Document extract START
ASSIGNMENTS OF BACKBONE H-1, C-13, AND N-15 RESONANCES AND SECONDARY STRUCTURE OF RIBONUCLEASE-H FROM ESCHERICHIA-COLI BY HETERONUCLEAR 3-DIMENSIONAL NMR-SPECTROSCOPY

The assignments of individual magnetic resonances of backbone nuclei of a larger protein, ribonuclease H from Escherichia coli, which consists of 155 amino acid residues and has a molecular mass of 17.6 kDa are presented. To remove the problem of degenerate chemical shifts, which is inevitable in proteins of this size, three-dimensional NMR was applied. The strategy for the sequential assignment was, first, resonance peaks of amides were classified into 15 amino acid types by H-1-N-15 HMQC experiments with samples in which specific amino acids were labeled with N-15. Second, the amide H-1-N-15 peaks were connected along the amino acid sequence by tracing intraresidue and sequential NOE cross peaks. In order to obtain unambiguous NOE connectivities, four types of heteronuclear 3D NMR techniques, H-1-N-15-H-1 3D NOESY-HMQC, H-1-N-15-H-1 3D TOCSY-HMQC, C-13-H-1-H-1 3D HMQC-NOESY, and C-13-H-1-H-1 3D HMQC-TOCSY, were applied to proteins uniformly labeled either with N-15 or with C-13. This method gave a systematic way to assign backbone nuclei (N, NH, C-alpha-H, and C-alpha) of larger proteins. Results of the sequential assignments and identification of secondary structure elements that were revealed by NOE cross peaks among backbone protons are reported.
Document extract END
What you need to do
According to the abstract on ribonuclease H, what is the molecular mass of the protein?
Source data START
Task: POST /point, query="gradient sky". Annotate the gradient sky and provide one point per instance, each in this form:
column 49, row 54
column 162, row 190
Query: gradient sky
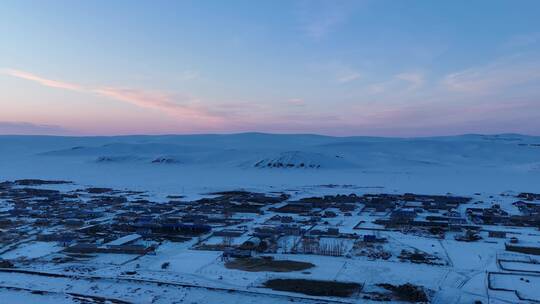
column 391, row 68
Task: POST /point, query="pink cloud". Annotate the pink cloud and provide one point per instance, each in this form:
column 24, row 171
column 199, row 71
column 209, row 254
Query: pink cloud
column 140, row 98
column 44, row 81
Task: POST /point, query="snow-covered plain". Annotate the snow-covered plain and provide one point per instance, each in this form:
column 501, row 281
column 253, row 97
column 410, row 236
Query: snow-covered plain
column 486, row 167
column 195, row 163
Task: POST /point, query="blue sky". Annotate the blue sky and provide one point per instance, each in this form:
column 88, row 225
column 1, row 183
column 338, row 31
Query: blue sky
column 392, row 68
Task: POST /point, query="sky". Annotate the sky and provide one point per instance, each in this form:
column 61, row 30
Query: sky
column 378, row 68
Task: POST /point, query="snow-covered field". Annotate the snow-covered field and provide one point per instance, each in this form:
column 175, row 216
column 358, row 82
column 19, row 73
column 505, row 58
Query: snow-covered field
column 490, row 168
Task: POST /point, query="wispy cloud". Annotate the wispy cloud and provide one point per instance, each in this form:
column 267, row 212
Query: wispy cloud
column 348, row 77
column 296, row 102
column 184, row 107
column 415, row 79
column 189, row 75
column 501, row 74
column 18, row 127
column 43, row 81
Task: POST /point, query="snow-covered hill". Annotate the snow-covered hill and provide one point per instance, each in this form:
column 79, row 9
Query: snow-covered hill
column 472, row 162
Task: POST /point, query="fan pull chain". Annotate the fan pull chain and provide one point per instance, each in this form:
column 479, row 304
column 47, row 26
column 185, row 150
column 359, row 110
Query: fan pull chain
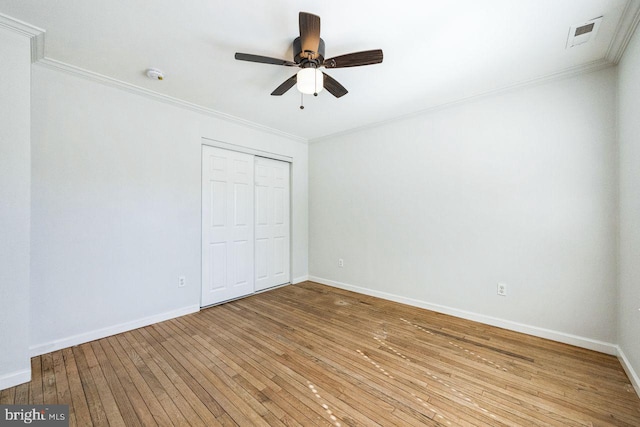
column 315, row 82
Source data END
Response box
17.6 kDa